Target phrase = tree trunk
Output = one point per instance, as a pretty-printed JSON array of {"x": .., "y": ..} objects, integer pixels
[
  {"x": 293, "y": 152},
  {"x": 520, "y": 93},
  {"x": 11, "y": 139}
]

## How to complete this task
Copy down the material above exactly as it is.

## Output for this exercise
Target phrase = tree trunk
Output = one point per instance, as a pretty-printed JSON array of {"x": .., "y": ..} objects, integer pixels
[
  {"x": 293, "y": 152},
  {"x": 520, "y": 93},
  {"x": 11, "y": 139}
]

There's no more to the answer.